• Stated exercise
Copy everything in the records below from the line containing "Task: Where can the snow-covered" down to the end of the records, request lines included. Scale each coordinate in the answers by 0.5 and round to whole numbers, with halves rounded up.

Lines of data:
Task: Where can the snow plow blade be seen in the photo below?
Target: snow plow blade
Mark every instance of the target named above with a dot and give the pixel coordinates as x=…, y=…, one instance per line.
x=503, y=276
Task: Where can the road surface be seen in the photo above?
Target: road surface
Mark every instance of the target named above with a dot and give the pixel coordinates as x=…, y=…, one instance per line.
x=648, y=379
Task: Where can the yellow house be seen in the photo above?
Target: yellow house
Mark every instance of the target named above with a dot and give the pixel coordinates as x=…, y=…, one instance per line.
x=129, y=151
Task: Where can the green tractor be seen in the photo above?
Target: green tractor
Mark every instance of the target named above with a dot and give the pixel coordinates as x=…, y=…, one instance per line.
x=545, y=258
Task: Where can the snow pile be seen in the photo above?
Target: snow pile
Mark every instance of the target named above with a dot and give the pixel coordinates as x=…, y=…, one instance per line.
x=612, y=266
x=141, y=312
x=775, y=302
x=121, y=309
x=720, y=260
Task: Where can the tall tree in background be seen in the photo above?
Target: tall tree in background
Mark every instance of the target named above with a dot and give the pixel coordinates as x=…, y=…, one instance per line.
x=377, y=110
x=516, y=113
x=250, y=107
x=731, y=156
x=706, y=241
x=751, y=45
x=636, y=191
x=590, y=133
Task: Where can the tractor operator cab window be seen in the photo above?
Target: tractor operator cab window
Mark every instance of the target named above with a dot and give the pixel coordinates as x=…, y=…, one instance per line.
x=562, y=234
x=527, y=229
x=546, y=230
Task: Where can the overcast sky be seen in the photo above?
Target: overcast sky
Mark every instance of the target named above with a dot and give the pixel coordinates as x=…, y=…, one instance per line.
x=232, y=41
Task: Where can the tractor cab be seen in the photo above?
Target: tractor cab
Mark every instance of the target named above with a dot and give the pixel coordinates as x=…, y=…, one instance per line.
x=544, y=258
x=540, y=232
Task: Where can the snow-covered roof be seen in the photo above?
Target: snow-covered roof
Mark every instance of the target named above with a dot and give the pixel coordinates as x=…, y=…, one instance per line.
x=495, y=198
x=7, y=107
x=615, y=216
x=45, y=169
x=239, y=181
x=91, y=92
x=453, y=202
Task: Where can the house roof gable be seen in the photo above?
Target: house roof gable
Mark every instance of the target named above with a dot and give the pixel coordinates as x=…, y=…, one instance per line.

• Exercise answer
Task: Where can the snow-covered roof be seen in the photo above?
Target: snow-covered roof
Mark every instance of the target named above with a dot and give the pixel coordinates as x=…, y=…, one instance per line.
x=248, y=99
x=4, y=54
x=308, y=108
x=23, y=85
x=120, y=91
x=46, y=46
x=227, y=101
Task: Where can the house roof gable be seen in the photo above?
Target: house roof gable
Mark every instance of the target named above with a dot and give the pixel coordinates as x=…, y=…, one instance per line.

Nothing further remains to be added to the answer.